Return each entry below exactly. Skip the images.
START EXERCISE DATA
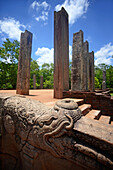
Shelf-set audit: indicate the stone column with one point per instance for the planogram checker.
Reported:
(85, 65)
(104, 80)
(91, 72)
(61, 53)
(77, 61)
(34, 81)
(41, 82)
(23, 76)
END EXERCISE DATA
● **SOLUTION BELOW**:
Shelf-set audit: indicate the stone column with one point per instance for the planogram checker.
Reported:
(85, 65)
(104, 80)
(91, 72)
(61, 53)
(77, 61)
(34, 81)
(41, 82)
(23, 76)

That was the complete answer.